_Excerpt provided_:
The Mission to Seafarers published on Oct. 31 its data on the Seafarers Happiness Index (SHI) for Q3 2022 where it showed the continuous increase of seafarers’ happiness levels following a record low in Q1 of this year.
The recent data showed a positive leap of the overall average from 5.85/10 in Q1 and 7.21/10 in Q2 to 7.3/10 in Q3. The survey showed that seafarers are happier with their access to shore leave and contact with their family and loved ones while at sea thus contributing to an overall increase in satisfaction.
According to the Mission to Seafarers, the largest jump in satisfaction in Q3 was due to access to shore leave with an increase from 4.8 to 5.87. With some Covid-19 restrictions starting to relax, seafarers are more certain that they will be able to go home on time and they have more access to welfare centers when ashore.
Furthermore, seafarers are happier about their connectivity with their loved ones on board through good Wi-Fi access.
“Our respondents also made it clear that connectivity assists rather than impedes social cohesion on board, as seafarers are happier if they are able to contact loved ones,” the Mission to Seafarers shared.
The Mission to Seafarers noted that though an increase was shown, “perennial welfare issues” still persist. The survey showed that one key problem area is physical health and wellbeing. The seafarers raised issues on the provision of fresh and quality food on board as well as some issues on the training standards of some catering crew. In addition to this, the seafarers also reported feeling tired and stressed due to high workload. Due to this, time for fitness has been cut.

_Raw data_:
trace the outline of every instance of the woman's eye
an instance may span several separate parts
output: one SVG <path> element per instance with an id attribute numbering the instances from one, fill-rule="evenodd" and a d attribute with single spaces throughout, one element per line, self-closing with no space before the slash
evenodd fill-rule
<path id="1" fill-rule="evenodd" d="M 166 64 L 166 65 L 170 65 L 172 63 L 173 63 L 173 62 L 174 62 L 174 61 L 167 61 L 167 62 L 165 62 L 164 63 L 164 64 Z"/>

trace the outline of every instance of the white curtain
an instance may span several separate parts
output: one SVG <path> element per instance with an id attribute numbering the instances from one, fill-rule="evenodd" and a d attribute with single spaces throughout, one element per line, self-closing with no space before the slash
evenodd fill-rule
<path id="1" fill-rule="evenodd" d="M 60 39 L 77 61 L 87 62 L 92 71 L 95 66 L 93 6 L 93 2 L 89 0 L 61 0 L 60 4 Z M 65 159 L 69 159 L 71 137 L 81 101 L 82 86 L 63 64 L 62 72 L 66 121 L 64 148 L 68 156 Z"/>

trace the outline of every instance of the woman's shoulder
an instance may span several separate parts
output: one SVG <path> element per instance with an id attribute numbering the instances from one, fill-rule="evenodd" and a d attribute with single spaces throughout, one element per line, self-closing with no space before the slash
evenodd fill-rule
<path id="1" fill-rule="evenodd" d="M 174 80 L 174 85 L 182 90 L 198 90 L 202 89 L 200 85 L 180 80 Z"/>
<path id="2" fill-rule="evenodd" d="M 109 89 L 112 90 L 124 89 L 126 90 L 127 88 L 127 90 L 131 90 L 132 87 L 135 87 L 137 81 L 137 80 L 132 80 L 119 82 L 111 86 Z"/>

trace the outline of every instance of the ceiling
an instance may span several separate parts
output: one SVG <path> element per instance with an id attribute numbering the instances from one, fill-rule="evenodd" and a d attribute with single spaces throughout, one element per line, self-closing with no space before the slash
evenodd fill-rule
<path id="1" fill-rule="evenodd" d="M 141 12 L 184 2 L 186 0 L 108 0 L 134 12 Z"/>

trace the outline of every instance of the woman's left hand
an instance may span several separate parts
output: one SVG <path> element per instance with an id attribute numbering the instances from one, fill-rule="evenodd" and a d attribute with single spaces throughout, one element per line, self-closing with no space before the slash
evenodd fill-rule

_Questions_:
A: Translate this sentence from the article on the Seafarers Happiness Index into Spanish: "Furthermore, seafarers are happier about their connectivity with their loved ones on board through good Wi-Fi access."
B: Carry on writing the article on the Seafarers Happiness Index from the point where it stops.

_Answer list_:
A: Además, los marinos están más contentos con su conectividad con sus seres queridos a bordo gracias a un buen acceso a Wi-Fi.

B:
Meanwhile, The Mission to Seafarers Director of Programmes, Ben Bailey, pointed out the “tremendous impact” of Covid-19 to seafarer happiness.
“The impact of Covid-19 had a tremendous impact on seafarer happiness in the first two years of the pandemic and into early 2022. It is very pleasing to see those levels increase, as borne out by the fact that this quarter’s survey marks the second quarter in a row that seafarer happiness has risen.”
He emphasized the importance of the industry listening to the key issues of a life at sea through the seafarers because the insights bring about an understanding of what areas need more focus.
“Optimism is slowly returning to life at sea, but we must remember that these gains can quickly be lost if we do not keep up the hard work,” Bailey reminded.